__TASK DETAILS__
Transcribe the data exactly, omitting whatever pictures it holds.

__RECORDED DATA__
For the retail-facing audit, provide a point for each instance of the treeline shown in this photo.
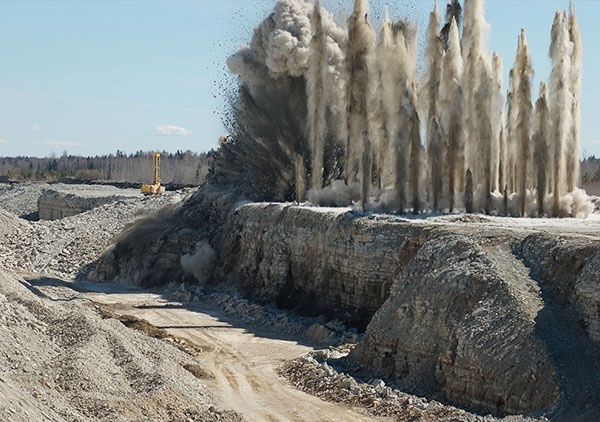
(183, 168)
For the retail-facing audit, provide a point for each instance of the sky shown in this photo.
(90, 77)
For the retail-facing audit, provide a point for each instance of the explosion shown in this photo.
(342, 106)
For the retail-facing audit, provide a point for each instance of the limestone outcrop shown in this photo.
(459, 308)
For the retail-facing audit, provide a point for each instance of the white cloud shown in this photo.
(59, 144)
(171, 130)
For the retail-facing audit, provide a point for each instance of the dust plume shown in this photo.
(342, 105)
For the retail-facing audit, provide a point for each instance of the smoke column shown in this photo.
(473, 55)
(540, 153)
(523, 74)
(347, 104)
(451, 114)
(414, 133)
(430, 99)
(361, 38)
(316, 102)
(560, 103)
(575, 88)
(496, 121)
(366, 167)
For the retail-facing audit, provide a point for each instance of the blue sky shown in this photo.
(90, 77)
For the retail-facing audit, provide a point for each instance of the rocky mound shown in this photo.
(61, 361)
(491, 314)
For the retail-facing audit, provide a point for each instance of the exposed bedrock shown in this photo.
(491, 319)
(317, 261)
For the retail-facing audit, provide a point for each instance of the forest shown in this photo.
(179, 168)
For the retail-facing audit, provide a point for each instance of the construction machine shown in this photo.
(155, 188)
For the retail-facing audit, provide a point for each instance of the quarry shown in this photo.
(422, 253)
(494, 318)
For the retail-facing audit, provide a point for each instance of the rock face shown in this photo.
(321, 262)
(464, 322)
(462, 309)
(494, 320)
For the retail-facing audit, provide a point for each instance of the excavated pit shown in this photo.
(495, 315)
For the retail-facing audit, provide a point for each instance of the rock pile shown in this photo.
(320, 374)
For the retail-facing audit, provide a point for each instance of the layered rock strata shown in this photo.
(501, 320)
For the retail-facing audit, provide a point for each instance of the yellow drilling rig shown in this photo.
(155, 188)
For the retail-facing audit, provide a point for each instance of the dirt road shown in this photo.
(240, 360)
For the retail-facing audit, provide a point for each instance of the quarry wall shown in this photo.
(494, 320)
(490, 318)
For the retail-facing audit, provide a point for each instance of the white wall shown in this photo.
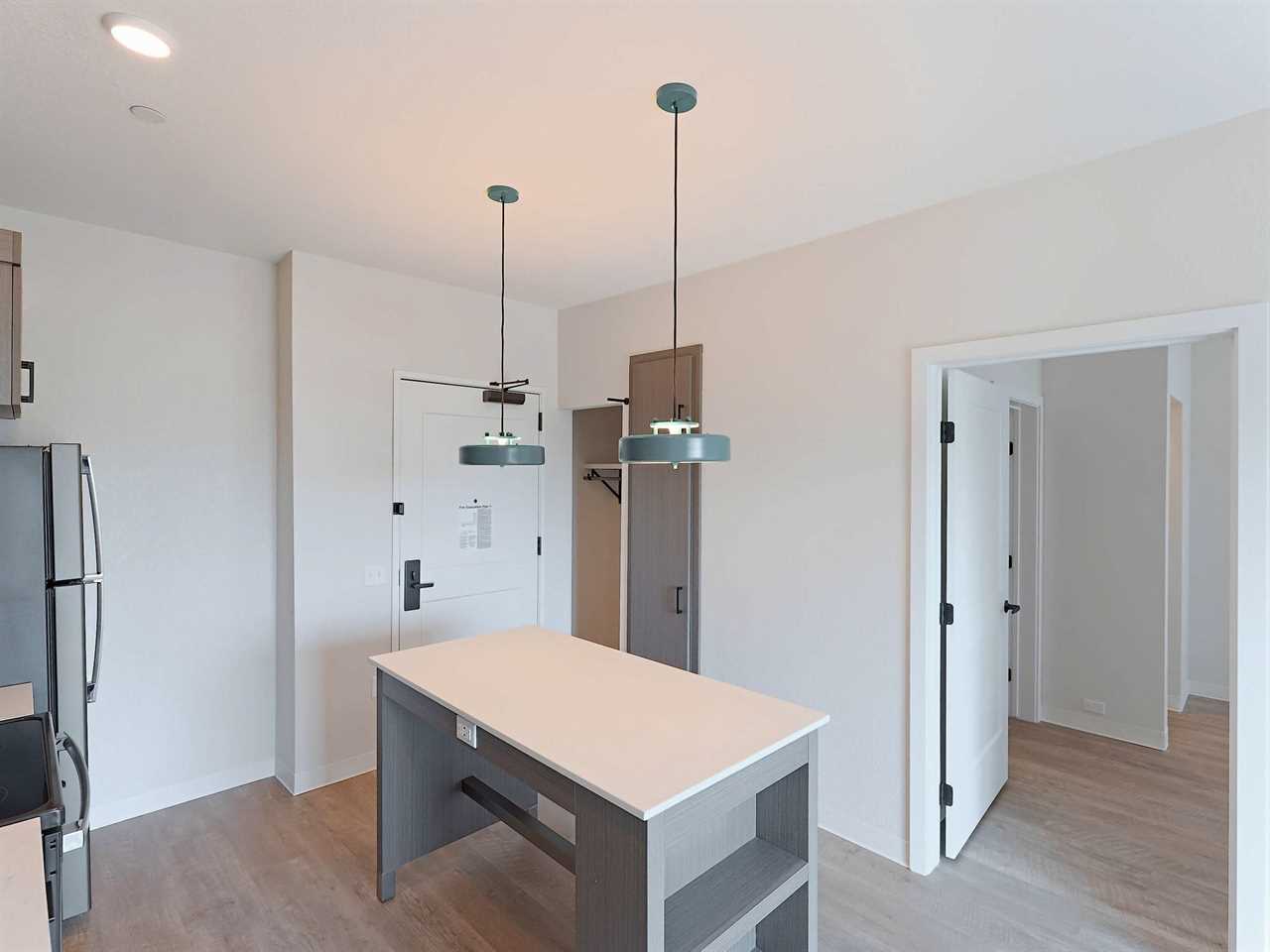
(1103, 634)
(159, 358)
(807, 357)
(1020, 380)
(349, 327)
(1210, 512)
(1179, 386)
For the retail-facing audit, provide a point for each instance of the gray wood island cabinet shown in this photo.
(695, 801)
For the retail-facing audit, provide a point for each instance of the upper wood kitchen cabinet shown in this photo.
(12, 397)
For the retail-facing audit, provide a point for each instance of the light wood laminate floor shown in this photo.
(1093, 844)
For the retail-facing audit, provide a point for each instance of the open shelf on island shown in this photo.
(731, 897)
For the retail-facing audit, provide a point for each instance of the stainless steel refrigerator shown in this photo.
(45, 608)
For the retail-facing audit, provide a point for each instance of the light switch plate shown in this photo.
(465, 730)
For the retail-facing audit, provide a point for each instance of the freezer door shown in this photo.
(66, 516)
(24, 629)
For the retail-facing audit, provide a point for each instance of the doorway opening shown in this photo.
(1248, 403)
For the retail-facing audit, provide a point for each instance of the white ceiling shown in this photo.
(367, 130)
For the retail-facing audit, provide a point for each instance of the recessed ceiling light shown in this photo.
(139, 36)
(148, 113)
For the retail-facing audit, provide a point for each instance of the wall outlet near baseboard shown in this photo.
(465, 730)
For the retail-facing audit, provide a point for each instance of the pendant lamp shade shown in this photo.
(675, 440)
(502, 448)
(500, 454)
(675, 448)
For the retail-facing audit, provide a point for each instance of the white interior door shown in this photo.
(975, 687)
(474, 530)
(1012, 562)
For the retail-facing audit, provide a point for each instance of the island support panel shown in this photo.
(731, 867)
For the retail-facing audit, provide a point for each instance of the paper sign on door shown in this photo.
(475, 526)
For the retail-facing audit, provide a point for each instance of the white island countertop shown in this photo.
(639, 734)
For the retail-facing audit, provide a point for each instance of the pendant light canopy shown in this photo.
(502, 448)
(676, 439)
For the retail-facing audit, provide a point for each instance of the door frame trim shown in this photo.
(1250, 657)
(400, 379)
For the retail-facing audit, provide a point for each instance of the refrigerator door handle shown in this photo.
(76, 756)
(95, 579)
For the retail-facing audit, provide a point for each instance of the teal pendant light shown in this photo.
(676, 439)
(502, 448)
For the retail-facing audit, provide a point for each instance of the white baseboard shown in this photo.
(1096, 724)
(871, 838)
(305, 780)
(286, 775)
(1216, 692)
(150, 801)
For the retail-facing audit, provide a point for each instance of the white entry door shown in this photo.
(976, 653)
(472, 530)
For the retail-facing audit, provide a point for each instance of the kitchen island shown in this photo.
(695, 801)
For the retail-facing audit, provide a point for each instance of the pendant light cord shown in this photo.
(502, 322)
(675, 281)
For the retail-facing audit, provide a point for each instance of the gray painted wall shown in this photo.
(1103, 595)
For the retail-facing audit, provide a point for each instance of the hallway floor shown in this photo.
(1093, 844)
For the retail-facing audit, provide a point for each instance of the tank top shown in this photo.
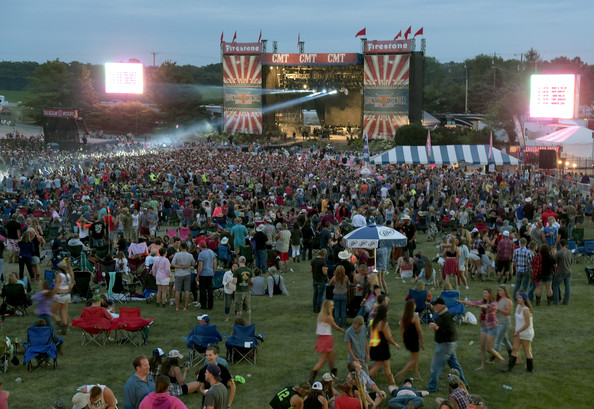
(323, 328)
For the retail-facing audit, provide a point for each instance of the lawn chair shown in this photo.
(422, 306)
(94, 326)
(41, 346)
(243, 344)
(457, 310)
(132, 327)
(199, 339)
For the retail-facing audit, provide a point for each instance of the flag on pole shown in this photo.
(491, 146)
(361, 32)
(366, 149)
(407, 32)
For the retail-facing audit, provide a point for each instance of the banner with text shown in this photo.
(385, 94)
(242, 94)
(312, 59)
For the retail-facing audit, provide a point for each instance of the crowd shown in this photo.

__ANSWER BOX__
For the retail-facing audit, provide a point for each instance of the treeline shown in this photo.
(183, 168)
For the retail-facing audit, provide a point for each instance of the sky shown in this photo.
(90, 77)
For the retail-facing audit, provide a point for each instance of the explosion shown in this photo.
(342, 106)
For the retail-facing audit, provide a point for each instance of the limestone outcrop shown in this photo.
(459, 308)
For the retail-facing audit, provide a point for each instance of the white cloud shown in this photo.
(59, 144)
(171, 130)
For the retail-facing audit, provide a point for each instance of the dust plume shown in this photo.
(342, 105)
For the retail-facing audit, provide a point for each instance of the smoke column shown in this photo.
(473, 55)
(540, 153)
(523, 74)
(347, 104)
(451, 114)
(414, 133)
(430, 99)
(361, 38)
(316, 102)
(560, 103)
(575, 88)
(496, 121)
(366, 167)
For the retail-facing audit, provide a point for each instance of the blue sky shown in this photo.
(90, 77)
For the retail-facing audit, provide a point for each instance of the rocky mound shown in this photo.
(61, 361)
(491, 314)
For the retail-facing audit, provide a point for each instance of the exposed bedrock shown in this photo.
(491, 319)
(317, 261)
For the retail-facing audit, provide a point for each instance of the forest shown in this photo.
(179, 168)
For the retail-facing audit, provide a point for each instance of the construction machine shown in this photo.
(155, 188)
For the retail-facing audit, provide a point for each instance of the quarry shown in this photo.
(422, 253)
(494, 318)
For the retail-facing audit, provide a point for each instance of the rock face shown in this photo.
(321, 262)
(464, 322)
(462, 309)
(494, 320)
For the retail-facing audit, provide a point for each instance of the excavated pit shown in this photo.
(495, 315)
For the retail-facing audit, provide a point for each instance of the rock pile shown in this photo.
(320, 374)
For the retail-facing audit, provide a point for each instance of the layered rock strata shown in this photo.
(501, 320)
For the retail-facing audit, provide a point for each instance of the yellow drilling rig shown in this photo.
(155, 188)
For the retail-facing audit, provide a point for each instance of the dirt road shown in this photo.
(240, 360)
For the retail-facing audit, provide a point for each instance of the quarry wall shown in this photo.
(494, 320)
(490, 318)
For the retail-facing audit, provide a point for each instance of the white wall shown in this photo.
(1103, 634)
(159, 358)
(807, 357)
(1020, 380)
(349, 327)
(1210, 512)
(1179, 386)
For the retail-facing audit, provide a point for each instance of the gray wood island cabinet shown in this photo.
(695, 801)
For the retail-facing audit, provide a point for each instance of the upper wood kitchen cabinet shown in this photo.
(12, 397)
For the retail-facing audit, provide a point for each instance of the light wood laminate floor shown in this photo.
(1093, 844)
For the retail-facing audit, provide a point for each instance of the open shelf on island shown in this photo.
(731, 897)
For the retail-facing audit, provide a point for each instance of the stainless steel refrigerator shown in this photo.
(45, 608)
For the retail-facing audit, provide a point for each instance of the light switch plate shown in this photo.
(465, 730)
For the retail-facing audit, provide a point for each instance of the freezer door shown in this photo.
(66, 516)
(24, 629)
For the retail-facing audit, provide a point for each instance of the doorway opening shown in this photo.
(1248, 403)
For the retail-facing audit, provide a point for each instance of the white ceiling shown in this photo.
(367, 130)
For the retail-facing audit, provide a point for each instance of the recessed ceiling light shown in this photo.
(139, 36)
(148, 113)
For the retail-facing audit, provide a point for each instance of the wall outlet near baseboard shown in this photo.
(465, 730)
For the retail-facing audit, provide a point for each instance of the pendant lamp shade shown in this photo.
(675, 440)
(502, 448)
(500, 454)
(675, 448)
For the retail-facing audit, provide a point for each instance of the white interior door shown in this photo.
(975, 687)
(474, 530)
(1012, 562)
For the retail-facing audit, provide a point for each instance of the island support panel shown in this photo.
(731, 867)
For the retail-facing audit, provide a point for each instance of the paper sign on door shown in this photo.
(475, 526)
For the retail-facing audit, provide a point for each instance of the white island countertop shown in this photo.
(639, 734)
For the retail-facing audit, provide a point for each instance of the pendant light canopy shown in this photo.
(502, 448)
(676, 439)
For the retail-facing audit, provide a point for each instance of the door frame trim shown in this photo.
(1250, 657)
(400, 379)
For the retail-facing audit, provide a point for each instance of the refrigerator door handle shown in this photo.
(76, 756)
(95, 579)
For the retail-facing audit, provide a point for each instance of the teal pendant light shown in this photo.
(676, 439)
(502, 448)
For the retail-facing audit, provide a point for each instance of the white baseboard shown in this photo.
(1096, 724)
(871, 838)
(305, 780)
(286, 775)
(1216, 692)
(150, 801)
For the retail-facing audit, provide a point for each instance of the white entry door shown in this photo.
(976, 653)
(472, 530)
For the retail-facing audit, provide a point for each instance of the kitchen island shown in this photo.
(695, 801)
For the retail-facing audit, provide a point for each instance of the pendant light cord shown in this photo.
(502, 322)
(675, 281)
For the retail-facing audit, provide a point for each instance of the gray painted wall shown in this photo.
(1103, 595)
For the retail-facing audit, provide a point for each instance of the hallway floor shown in this photo.
(1093, 844)
For the retail-facing audit, provide a point for each instance of the tank top shown in this photo.
(323, 328)
For the retail-facing audit, provide a point for each instance of the lawn chair shown in this photo.
(422, 306)
(94, 326)
(41, 346)
(243, 344)
(457, 310)
(132, 327)
(199, 339)
For the retail-facing audit, provide a point for each instance of the flag on pole shown in this photo.
(491, 146)
(361, 32)
(366, 149)
(407, 32)
For the retail-facing audit, provide a point for each instance of the banner with text shown in this photo.
(385, 94)
(242, 94)
(312, 59)
For the retail-facing audit, provide a point for each instance of the crowd shown in this photo.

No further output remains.